Retype the data from the line containing "# Target: triangular road sign" through the line containing "[(811, 507)]", both included, with nothing changed.

### [RECORDS SUPPLIED]
***
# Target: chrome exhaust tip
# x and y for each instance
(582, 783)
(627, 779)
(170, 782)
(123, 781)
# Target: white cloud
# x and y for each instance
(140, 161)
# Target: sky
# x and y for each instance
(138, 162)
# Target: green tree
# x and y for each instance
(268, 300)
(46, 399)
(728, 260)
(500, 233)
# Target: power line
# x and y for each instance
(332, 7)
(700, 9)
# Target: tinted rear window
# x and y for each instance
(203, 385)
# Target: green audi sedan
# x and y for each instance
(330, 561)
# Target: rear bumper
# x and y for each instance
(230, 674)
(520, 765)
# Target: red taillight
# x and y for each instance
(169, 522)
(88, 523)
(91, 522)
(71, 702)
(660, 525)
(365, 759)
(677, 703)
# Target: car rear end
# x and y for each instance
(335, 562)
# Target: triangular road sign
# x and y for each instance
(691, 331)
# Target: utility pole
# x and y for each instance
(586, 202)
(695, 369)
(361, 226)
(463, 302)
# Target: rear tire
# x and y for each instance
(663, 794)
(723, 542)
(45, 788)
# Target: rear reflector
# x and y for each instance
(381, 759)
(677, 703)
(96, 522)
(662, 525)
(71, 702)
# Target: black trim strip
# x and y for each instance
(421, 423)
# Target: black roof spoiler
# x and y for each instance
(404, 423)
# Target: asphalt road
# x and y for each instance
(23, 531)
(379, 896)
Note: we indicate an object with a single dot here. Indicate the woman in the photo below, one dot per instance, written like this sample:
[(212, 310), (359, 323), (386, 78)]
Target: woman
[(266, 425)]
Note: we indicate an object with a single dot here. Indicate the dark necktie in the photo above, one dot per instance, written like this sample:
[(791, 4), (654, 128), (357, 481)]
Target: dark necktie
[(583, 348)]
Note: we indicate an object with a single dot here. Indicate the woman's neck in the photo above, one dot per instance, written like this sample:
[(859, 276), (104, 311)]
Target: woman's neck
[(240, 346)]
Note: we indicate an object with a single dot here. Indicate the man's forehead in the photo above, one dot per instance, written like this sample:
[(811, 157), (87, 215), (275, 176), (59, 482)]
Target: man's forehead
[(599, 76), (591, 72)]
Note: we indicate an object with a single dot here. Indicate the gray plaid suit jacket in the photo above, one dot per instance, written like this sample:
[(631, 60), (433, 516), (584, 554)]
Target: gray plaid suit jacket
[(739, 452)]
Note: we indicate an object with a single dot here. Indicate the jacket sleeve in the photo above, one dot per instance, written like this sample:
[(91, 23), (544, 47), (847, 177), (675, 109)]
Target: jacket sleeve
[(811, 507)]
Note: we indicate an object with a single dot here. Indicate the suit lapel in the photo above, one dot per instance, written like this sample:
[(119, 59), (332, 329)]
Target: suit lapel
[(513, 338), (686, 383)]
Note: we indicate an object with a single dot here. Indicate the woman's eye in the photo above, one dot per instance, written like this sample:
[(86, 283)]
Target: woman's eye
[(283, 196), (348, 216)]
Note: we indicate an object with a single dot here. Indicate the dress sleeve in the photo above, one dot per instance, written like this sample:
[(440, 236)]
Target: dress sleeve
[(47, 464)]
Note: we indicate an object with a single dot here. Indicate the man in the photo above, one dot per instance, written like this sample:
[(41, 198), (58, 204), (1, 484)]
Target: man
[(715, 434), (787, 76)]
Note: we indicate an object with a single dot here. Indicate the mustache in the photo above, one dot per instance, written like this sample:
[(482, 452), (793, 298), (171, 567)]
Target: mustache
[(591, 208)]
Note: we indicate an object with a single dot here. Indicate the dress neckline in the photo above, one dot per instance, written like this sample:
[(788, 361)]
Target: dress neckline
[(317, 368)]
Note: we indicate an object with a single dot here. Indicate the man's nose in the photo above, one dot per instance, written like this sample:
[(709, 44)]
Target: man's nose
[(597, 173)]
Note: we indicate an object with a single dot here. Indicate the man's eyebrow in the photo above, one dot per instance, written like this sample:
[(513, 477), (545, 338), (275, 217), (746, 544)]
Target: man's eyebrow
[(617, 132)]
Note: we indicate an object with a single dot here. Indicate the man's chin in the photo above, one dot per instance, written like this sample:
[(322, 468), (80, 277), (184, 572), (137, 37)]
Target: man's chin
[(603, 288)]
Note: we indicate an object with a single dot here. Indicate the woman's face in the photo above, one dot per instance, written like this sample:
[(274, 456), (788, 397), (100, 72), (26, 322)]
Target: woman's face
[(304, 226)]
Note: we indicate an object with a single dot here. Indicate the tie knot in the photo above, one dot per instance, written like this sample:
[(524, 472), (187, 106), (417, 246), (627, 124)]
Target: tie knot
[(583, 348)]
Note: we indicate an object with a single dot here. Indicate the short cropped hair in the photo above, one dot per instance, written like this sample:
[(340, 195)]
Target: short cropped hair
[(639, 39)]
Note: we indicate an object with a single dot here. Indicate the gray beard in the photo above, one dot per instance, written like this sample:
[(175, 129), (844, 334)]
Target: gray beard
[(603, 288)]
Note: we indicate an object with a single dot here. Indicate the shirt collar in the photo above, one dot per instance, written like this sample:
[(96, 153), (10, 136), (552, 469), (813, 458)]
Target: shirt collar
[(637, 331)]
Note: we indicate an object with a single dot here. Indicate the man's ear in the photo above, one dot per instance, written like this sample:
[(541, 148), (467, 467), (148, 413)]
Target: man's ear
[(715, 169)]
***
### [PROBLEM SOLUTION]
# Target: triangular road sign
# x and y for each instance
(691, 331)
# Target: utility pole
# x and y for each instance
(586, 202)
(695, 369)
(361, 226)
(463, 302)
# Target: rear tire
# x and y for each instance
(663, 794)
(723, 542)
(45, 788)
# Target: rear reflector
# x and y for each instance
(381, 759)
(677, 703)
(96, 522)
(662, 525)
(71, 702)
# Target: black trim strip
# x and y for each instance
(421, 423)
# Target: black roof spoiler
# x and y for each instance
(404, 423)
# Target: asphalt road
# x and y for each instance
(23, 531)
(379, 896)
Note: we indicate an object with a single dot here. Indicate the woman in the photo below, one dot per instance, written like this sample:
[(212, 310), (359, 323), (386, 78)]
Target: woman
[(266, 425)]
Note: we indicate an object with a single dot here. Indicate the dark necktie in the photo above, one dot per instance, written like this sample:
[(791, 4), (654, 128), (357, 481)]
Target: dark necktie
[(583, 348)]
Note: we indicate an object with a single dot here. Indicate the woman's neck in the photo above, one dot per instance, written like this sample:
[(859, 276), (104, 311)]
Target: woman's neck
[(240, 346)]
Note: we indicate an object with a single dot here. Indicate the man's forehead in the photo above, one dot per instance, written like this sample:
[(811, 157), (87, 215), (275, 176), (59, 482)]
Target: man's forehead
[(599, 76), (591, 72)]
Note: we indicate an object with a single dot here. Indicate the gray plaid suit jacket in the photo above, one dot per instance, written like this sample:
[(631, 60), (433, 516), (584, 554)]
Target: gray plaid suit jacket
[(739, 452)]
Note: we indicate an object with a single dot here. Indicate the jacket sleeve in the photo above, one dot per instance, written like this sample:
[(91, 23), (544, 47), (847, 177), (675, 109)]
Target: jacket sleeve
[(811, 507)]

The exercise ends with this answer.